---------- Material provided

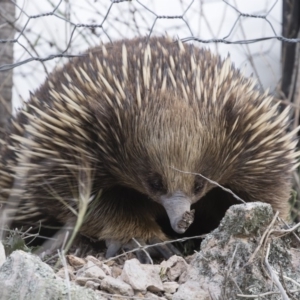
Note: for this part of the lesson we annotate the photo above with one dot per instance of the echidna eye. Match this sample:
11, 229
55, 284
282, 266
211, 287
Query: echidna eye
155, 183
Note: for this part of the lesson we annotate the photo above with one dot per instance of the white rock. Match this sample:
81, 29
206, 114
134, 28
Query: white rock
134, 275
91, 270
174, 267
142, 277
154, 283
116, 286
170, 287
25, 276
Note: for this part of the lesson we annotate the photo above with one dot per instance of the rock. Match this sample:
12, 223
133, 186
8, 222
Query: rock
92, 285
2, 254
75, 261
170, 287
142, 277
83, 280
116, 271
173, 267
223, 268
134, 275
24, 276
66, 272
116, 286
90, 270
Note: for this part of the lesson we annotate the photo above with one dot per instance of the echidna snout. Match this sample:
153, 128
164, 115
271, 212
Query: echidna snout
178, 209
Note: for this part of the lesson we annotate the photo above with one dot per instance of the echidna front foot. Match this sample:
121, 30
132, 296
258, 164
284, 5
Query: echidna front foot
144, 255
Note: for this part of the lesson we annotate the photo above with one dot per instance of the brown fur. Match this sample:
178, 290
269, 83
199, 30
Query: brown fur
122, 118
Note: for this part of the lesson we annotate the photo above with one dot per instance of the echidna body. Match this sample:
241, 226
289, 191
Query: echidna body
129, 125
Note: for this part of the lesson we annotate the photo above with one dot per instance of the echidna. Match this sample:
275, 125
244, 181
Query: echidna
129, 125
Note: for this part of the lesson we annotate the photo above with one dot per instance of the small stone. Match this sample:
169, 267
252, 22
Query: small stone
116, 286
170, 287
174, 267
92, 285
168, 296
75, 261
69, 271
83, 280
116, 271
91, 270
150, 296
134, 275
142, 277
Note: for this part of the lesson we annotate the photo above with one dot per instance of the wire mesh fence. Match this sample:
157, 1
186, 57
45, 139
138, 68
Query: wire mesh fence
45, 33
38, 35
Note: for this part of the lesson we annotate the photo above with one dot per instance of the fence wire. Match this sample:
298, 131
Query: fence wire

--------------------

Transcribe the whole listing exactly as it stands, apart from the pictures.

Note: for this part of the lesson we annotate the photo above with one dot per instance of the echidna eye. Match this sample:
11, 229
55, 284
282, 266
211, 287
Query: echidna eye
155, 183
Note: for this part of the lesson we annotate the photo above with one dot per instance of the white rock. Match this sample:
81, 29
206, 114
134, 28
Query: white rock
134, 275
91, 270
174, 267
142, 277
154, 283
116, 286
170, 287
25, 276
Note: for this part of the lesson we annotate the photo above with one dot per instance of the rock. Match this sample:
12, 223
133, 186
8, 222
Query: rock
92, 285
2, 254
75, 261
170, 287
142, 277
83, 280
116, 271
173, 267
223, 268
134, 275
24, 276
66, 272
116, 286
90, 270
Note: for this part of the lesson we annotate the photo above with one dot per instance of the echidna snout. Match this sample:
153, 128
164, 115
271, 212
Query: echidna snout
178, 209
Note: for this part of the lesson we annotate the photo above with one dot per instance of the echidna front foot. Match this sample:
121, 30
132, 296
258, 164
284, 5
Query: echidna front foot
144, 255
Note: for this part of the lesson we annotate the photo above with one dot per instance of the brown fur. Match this sample:
178, 290
269, 83
199, 30
Query: brown fur
122, 118
Note: for this part of the lesson we annotate the photo above with one dot per instance of the echidna body. Match this sample:
241, 226
289, 191
Query: echidna body
129, 125
Note: for this part of the lesson we annotate the photo above with one dot per instance of the echidna. Match this sample:
275, 125
244, 181
Query: echidna
129, 125
Note: for this part of the lesson we annotate the photo above with one dot per instance of the small stone. Match this sample:
169, 267
252, 22
Query: small stone
116, 286
170, 287
174, 267
92, 285
168, 296
75, 261
69, 271
83, 280
116, 271
91, 270
150, 296
134, 275
142, 277
Note: for this part of the lesson we annotate the photo above with one dot per instance of the wire mesh fence. Match this sample:
157, 1
186, 57
45, 139
138, 68
Query: wire mesh fence
45, 33
38, 35
Note: for this part of the lesson we annotate the photo above with one dot per instance of the fence wire. Match this sample:
298, 131
Query: fence wire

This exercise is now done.